The Lesser Antillean dry forests ecoregion (WWF ID: NT0220) covers the dry forests of the coastal lowlands of the Lesser Antilles, where the eastern Caribbean Sea meets the Atlantic Ocean. These forests generally form a band around the interior wet forests of higher elevations, and because they are often flat, they are under the most pressure for human settlement and agriculture.

==Location and description==
The primary islands in this ecoregion with drye forests are Guadeloupe, Dominica, Martinique, Saint Lucia, Saint Vincent and the Grenadines, and Grenada. The islands are part of a volcanic arc; their interiors generally have mountainous highlands that catch more rainfall, and thus support moist forests of the Windward Islands moist forests ecoregion. The largest area of dry forests on the islands is on Saint Lucia, where the dry forests ring the coast to about 3 km into the interior, where higher elevations grade into moist forest. The same pattern holds on the island of Grenada. On the islands of Saint Vincent and Martinique, the dry forests occur in the thin transition band between the coastal dry shrubland and the upland moist forest.

> [Record set]:

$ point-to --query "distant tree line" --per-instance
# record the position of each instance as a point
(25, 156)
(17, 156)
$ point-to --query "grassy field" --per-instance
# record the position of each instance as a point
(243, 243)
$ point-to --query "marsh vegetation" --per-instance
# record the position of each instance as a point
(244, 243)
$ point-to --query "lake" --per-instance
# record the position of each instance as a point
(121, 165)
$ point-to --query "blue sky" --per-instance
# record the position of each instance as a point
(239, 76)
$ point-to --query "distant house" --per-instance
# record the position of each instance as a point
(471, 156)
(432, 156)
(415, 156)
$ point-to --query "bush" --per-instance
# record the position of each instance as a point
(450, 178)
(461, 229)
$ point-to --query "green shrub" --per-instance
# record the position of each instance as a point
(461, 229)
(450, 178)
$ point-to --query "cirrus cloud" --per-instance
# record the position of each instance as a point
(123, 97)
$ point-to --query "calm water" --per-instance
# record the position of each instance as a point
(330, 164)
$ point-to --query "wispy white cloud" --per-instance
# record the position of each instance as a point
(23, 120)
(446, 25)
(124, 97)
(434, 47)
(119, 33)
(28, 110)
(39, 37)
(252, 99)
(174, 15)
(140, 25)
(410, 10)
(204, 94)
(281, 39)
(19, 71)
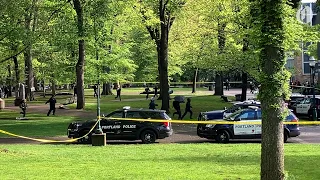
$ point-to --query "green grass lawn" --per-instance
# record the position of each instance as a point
(37, 125)
(199, 104)
(156, 161)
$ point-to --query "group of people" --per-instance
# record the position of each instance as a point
(176, 106)
(4, 92)
(52, 106)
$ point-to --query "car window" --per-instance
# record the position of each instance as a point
(133, 114)
(259, 115)
(116, 114)
(233, 108)
(152, 115)
(247, 115)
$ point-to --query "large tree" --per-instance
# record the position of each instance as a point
(165, 11)
(274, 86)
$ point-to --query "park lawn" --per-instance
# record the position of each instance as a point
(199, 104)
(156, 161)
(37, 125)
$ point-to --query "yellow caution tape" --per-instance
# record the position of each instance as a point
(49, 141)
(154, 120)
(207, 122)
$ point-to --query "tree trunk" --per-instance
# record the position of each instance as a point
(80, 76)
(9, 81)
(163, 55)
(273, 80)
(244, 86)
(218, 88)
(16, 70)
(106, 89)
(194, 83)
(81, 60)
(28, 60)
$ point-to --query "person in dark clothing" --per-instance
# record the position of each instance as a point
(23, 106)
(152, 104)
(155, 91)
(74, 91)
(188, 109)
(251, 85)
(118, 93)
(52, 101)
(227, 85)
(95, 91)
(176, 106)
(6, 92)
(147, 91)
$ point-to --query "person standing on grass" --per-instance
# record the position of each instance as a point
(155, 91)
(52, 101)
(227, 85)
(23, 107)
(118, 93)
(152, 104)
(188, 109)
(95, 91)
(147, 91)
(176, 106)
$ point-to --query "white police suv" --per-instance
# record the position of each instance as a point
(224, 132)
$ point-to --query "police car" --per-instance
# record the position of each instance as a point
(224, 132)
(305, 106)
(147, 132)
(220, 114)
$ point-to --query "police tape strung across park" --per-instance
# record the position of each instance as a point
(154, 120)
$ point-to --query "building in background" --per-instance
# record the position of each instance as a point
(299, 65)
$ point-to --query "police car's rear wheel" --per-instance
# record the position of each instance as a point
(222, 136)
(148, 137)
(85, 139)
(285, 136)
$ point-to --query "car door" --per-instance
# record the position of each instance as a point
(111, 127)
(299, 107)
(129, 128)
(245, 129)
(306, 106)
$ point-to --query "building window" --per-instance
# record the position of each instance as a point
(307, 14)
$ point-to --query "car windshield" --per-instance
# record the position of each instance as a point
(232, 116)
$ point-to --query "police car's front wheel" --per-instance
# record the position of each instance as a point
(222, 136)
(148, 137)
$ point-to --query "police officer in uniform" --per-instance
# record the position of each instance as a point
(52, 101)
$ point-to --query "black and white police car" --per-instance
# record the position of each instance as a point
(145, 131)
(220, 114)
(224, 132)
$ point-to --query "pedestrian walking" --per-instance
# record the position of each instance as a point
(147, 91)
(75, 91)
(188, 109)
(118, 93)
(52, 101)
(176, 106)
(152, 104)
(6, 92)
(251, 86)
(227, 85)
(95, 93)
(155, 91)
(23, 107)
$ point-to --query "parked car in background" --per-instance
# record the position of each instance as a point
(305, 106)
(222, 133)
(220, 114)
(147, 132)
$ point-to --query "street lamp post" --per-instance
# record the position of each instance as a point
(312, 64)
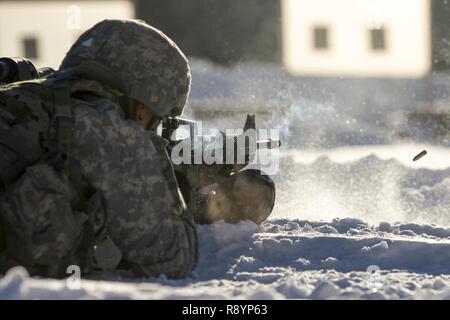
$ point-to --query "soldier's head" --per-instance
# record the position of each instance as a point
(246, 195)
(148, 67)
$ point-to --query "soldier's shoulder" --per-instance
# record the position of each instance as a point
(95, 107)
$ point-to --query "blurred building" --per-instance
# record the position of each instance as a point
(43, 31)
(365, 38)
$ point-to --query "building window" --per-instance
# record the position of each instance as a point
(30, 48)
(320, 36)
(378, 39)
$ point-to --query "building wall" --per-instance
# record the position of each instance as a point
(349, 47)
(51, 27)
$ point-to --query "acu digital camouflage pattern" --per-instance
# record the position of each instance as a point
(151, 67)
(136, 201)
(133, 205)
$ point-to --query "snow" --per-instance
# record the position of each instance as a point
(355, 217)
(283, 259)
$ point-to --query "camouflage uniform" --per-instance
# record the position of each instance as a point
(126, 210)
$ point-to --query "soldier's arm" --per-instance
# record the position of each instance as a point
(146, 217)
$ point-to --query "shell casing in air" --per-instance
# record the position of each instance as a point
(420, 155)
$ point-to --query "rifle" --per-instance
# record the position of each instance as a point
(196, 173)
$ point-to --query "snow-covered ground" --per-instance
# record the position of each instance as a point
(355, 217)
(349, 224)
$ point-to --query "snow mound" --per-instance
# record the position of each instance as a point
(368, 188)
(342, 259)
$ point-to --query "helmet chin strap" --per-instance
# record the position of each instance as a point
(154, 123)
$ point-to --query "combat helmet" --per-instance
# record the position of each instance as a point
(150, 66)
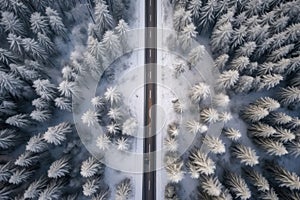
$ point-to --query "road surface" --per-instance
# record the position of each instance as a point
(149, 175)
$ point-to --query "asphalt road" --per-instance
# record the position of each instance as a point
(149, 176)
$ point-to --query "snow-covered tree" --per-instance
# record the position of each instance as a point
(103, 142)
(12, 23)
(91, 186)
(68, 88)
(15, 43)
(195, 127)
(57, 134)
(254, 113)
(175, 171)
(284, 177)
(171, 144)
(20, 176)
(258, 180)
(63, 103)
(267, 103)
(289, 95)
(55, 22)
(272, 147)
(211, 185)
(103, 18)
(122, 144)
(261, 130)
(186, 36)
(27, 159)
(238, 186)
(59, 168)
(284, 135)
(221, 100)
(196, 54)
(123, 190)
(214, 144)
(19, 120)
(178, 106)
(90, 118)
(40, 115)
(202, 163)
(199, 92)
(113, 128)
(233, 134)
(44, 88)
(112, 95)
(220, 38)
(227, 79)
(35, 188)
(246, 154)
(90, 167)
(181, 19)
(36, 144)
(39, 23)
(111, 44)
(209, 115)
(220, 61)
(173, 129)
(53, 190)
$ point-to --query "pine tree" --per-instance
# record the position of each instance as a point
(20, 176)
(59, 168)
(40, 115)
(90, 118)
(91, 186)
(267, 103)
(209, 115)
(35, 188)
(284, 177)
(196, 54)
(171, 144)
(258, 180)
(19, 120)
(57, 134)
(246, 154)
(53, 190)
(112, 95)
(181, 19)
(254, 113)
(195, 127)
(211, 185)
(123, 189)
(201, 161)
(122, 144)
(12, 24)
(27, 159)
(227, 79)
(8, 138)
(199, 92)
(289, 95)
(238, 186)
(55, 22)
(214, 144)
(36, 144)
(15, 46)
(63, 103)
(233, 134)
(39, 23)
(174, 171)
(90, 167)
(103, 142)
(103, 18)
(272, 147)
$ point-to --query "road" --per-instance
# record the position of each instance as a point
(149, 176)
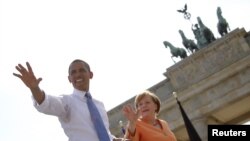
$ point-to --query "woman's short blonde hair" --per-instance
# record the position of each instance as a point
(154, 97)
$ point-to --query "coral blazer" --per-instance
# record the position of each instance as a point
(147, 132)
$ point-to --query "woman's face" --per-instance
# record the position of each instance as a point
(147, 107)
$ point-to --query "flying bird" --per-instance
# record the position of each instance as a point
(184, 10)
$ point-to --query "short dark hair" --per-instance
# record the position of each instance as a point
(79, 60)
(154, 97)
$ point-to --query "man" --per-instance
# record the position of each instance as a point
(71, 110)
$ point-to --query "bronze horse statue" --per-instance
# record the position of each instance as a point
(222, 26)
(189, 44)
(175, 51)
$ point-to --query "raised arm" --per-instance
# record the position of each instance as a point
(30, 80)
(132, 116)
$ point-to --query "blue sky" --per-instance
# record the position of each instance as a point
(121, 40)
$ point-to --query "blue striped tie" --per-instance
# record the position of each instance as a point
(97, 119)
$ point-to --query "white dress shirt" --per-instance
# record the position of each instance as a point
(73, 114)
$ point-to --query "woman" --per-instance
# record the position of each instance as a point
(143, 124)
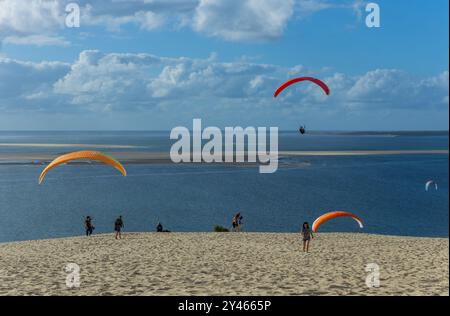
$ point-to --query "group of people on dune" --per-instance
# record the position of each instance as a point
(236, 223)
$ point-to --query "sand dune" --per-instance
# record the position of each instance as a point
(226, 264)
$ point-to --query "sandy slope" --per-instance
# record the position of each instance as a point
(226, 264)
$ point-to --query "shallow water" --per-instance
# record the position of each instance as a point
(387, 192)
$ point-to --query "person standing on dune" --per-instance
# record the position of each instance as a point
(307, 235)
(88, 226)
(118, 225)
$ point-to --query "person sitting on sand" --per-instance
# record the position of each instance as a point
(307, 235)
(118, 225)
(88, 225)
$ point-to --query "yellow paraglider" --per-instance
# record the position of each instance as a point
(86, 154)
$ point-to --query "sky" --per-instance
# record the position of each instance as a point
(158, 64)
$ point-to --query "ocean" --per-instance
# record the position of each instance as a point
(386, 191)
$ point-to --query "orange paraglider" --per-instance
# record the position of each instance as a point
(326, 217)
(87, 154)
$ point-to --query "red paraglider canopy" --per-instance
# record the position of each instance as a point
(295, 80)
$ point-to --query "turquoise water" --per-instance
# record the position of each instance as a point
(387, 192)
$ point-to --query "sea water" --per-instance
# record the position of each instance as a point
(386, 191)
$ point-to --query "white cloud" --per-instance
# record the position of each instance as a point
(36, 40)
(136, 82)
(231, 20)
(237, 20)
(30, 16)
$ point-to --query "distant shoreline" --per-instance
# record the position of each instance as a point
(164, 158)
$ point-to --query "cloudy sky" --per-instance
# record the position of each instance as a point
(157, 64)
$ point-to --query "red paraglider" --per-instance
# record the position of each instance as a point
(295, 80)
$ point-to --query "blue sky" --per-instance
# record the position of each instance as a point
(158, 64)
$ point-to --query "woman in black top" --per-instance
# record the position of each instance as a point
(118, 225)
(88, 226)
(307, 235)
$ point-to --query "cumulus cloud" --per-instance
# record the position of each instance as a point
(37, 40)
(231, 20)
(237, 20)
(137, 82)
(28, 86)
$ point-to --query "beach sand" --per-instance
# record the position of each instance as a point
(226, 264)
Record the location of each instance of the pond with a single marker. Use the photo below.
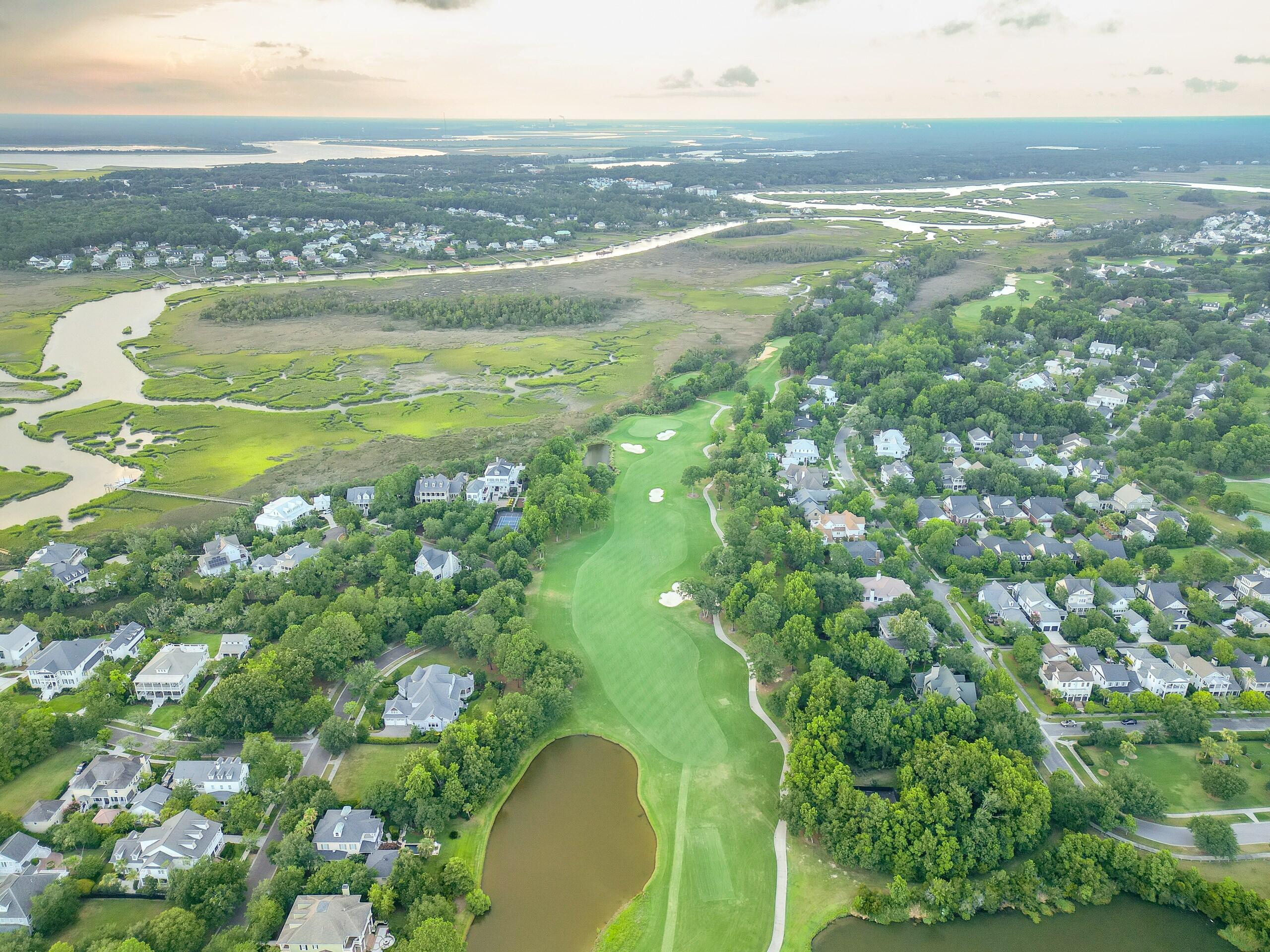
(1137, 924)
(570, 848)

> [Problem details]: Which islands does the text about the Lesser Antillean dry forests name as the primary islands of the ecoregion? List all of them.

> [Expected answer]: Guadeloupe, Dominica, Martinique, Saint Lucia, Saint Vincent and the Grenadines, and Grenada